If you’re overweight, have high blood pressure, smoke or are diabetic, your employer may soon require you to improve your health, get counseling on the issue or pay a fine, especially if you work for a large corporation.
In an effort to rein in soaring medical-insurance costs — now estimated at more than $12,000 per employee — big companies are increasingly turning from incentives to penalties to change their workers’ unhealthy habits.
The most recent example is CVS Caremark, which has ignited controversy by requiring its 200,000 employees to undergo screenings to record their weight, body fat, blood glucose and blood-pressure levels. If they don’t do so by May 1, they’ll have to pay an extra $600 for health insurance in the coming year.
Already, 20 percent of firms surveyed impose consequences on employees if they “don’t utilize the health-awareness tools the company provides,” according to a recent report from human-resources researcher Aon Hewitt. And roughly 60 percent of employers said they plan to impose penalties in the next three to five years for workers who don’t take action to improve their health.
The shift is drawing fire from patients’ rights groups, which consider the policies coercive and a violation of privacy. At Michelin North America, the tire manufacturer, workers with thick waistlines — 40 inches and over for men, 35 and over for women — will have to pay up to $1,000 more a year in health insurance premiums than their leaner co-workers.
But Dr. Michael Siegel, a professor at Boston University School of Public Health, sees policies such as CVS’ as “a slippery slope.”
“What are people going to be penalized for next?” Siegel said. “Will they ask how many times you go out for fast food each week? Are they going to ask how much people drink? Are they going to ask about sexual behavior? It opens the door to asking people all kinds of personal questions that have nothing to do with how well you do your job.”
For its part, CVS insists the policy is merely “the most effective way to encourage our colleagues to take control of their own health, reduce risks and manage their costs.” Further, chief medical officer Dr. Troy Brennan said the requirements “meet all federal and state privacy regulations.”
The information will be handled by a third party, the company said, and not shared with any CVS personnel. Nor will there be penalties for workers whose results reveal health problems.
Patient Privacy Rights, a national bipartisan nonprofit based in Texas, labels the program “coercive” and “invasive” and complains it “doesn’t give patients any control over the extremely sensitive health information they are required to submit. Not only can they not be certain that their employer will never see this information, the data can also be collected, sold, and used in different circumstances without their knowledge or consent.”
Supporters claim that’s far-fetched.
LuAnn Heinen, vice president of the nonprofit National Business Group on Health, said few employers would risk intentionally misusing such information.
Her agency recommends that employers implement more than a single incentive or penalty, but rather a comprehensive wellness strategy. That should include healthy food in the cafeteria and vending machines, a walking program, gym membership subsidies, free filtered drinking water and perhaps time off from work for “health-promoting activity.”
Only if incentives fail, she said, should penalties be considered.
“What companies are really trying to do is get people more involved — to get more skin in the game,” she said, “because we are giving our pay raises to the health-care system, and we have been for a long time.”

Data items
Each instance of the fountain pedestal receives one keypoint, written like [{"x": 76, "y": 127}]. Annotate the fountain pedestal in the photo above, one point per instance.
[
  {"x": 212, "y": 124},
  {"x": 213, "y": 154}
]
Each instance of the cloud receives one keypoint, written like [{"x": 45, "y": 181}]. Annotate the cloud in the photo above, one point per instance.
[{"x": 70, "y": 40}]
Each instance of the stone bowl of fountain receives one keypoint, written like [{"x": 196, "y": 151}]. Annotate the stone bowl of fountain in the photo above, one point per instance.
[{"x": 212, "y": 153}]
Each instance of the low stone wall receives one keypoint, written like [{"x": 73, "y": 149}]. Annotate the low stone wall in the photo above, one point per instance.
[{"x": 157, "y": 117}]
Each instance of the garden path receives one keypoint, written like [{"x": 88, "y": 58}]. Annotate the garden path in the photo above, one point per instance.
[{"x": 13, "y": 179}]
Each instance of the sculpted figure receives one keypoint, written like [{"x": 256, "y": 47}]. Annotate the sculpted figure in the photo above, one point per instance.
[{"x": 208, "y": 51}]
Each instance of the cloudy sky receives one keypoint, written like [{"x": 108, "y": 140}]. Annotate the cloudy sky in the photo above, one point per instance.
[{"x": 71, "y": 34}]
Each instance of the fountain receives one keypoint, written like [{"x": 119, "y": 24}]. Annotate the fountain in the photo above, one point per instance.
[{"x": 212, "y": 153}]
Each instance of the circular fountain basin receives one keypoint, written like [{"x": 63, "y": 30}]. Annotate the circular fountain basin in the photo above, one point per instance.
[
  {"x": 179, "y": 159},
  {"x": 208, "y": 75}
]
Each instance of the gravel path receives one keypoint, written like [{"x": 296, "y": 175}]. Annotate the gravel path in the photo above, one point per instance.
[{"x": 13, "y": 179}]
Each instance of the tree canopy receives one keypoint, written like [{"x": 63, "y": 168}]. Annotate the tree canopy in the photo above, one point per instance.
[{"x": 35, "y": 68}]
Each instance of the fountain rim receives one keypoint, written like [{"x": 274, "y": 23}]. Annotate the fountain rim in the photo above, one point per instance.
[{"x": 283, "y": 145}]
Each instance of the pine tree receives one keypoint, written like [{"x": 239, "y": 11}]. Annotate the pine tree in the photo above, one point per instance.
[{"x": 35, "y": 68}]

_REQUIRED ACTIONS_.
1. Copy the article on employer health penalties from "The most recent" up to and including "the coming year.".
2. According to the article on employer health penalties, which measurements must CVS Caremark employees have recorded in their screenings?

_LIST OF ANSWERS_.
1.
The most recent example is CVS Caremark, which has ignited controversy by requiring its 200,000 employees to undergo screenings to record their weight, body fat, blood glucose and blood-pressure levels. If they don’t do so by May 1, they’ll have to pay an extra $600 for health insurance in the coming year.

2. Weight, body fat, blood glucose, and blood-pressure levels.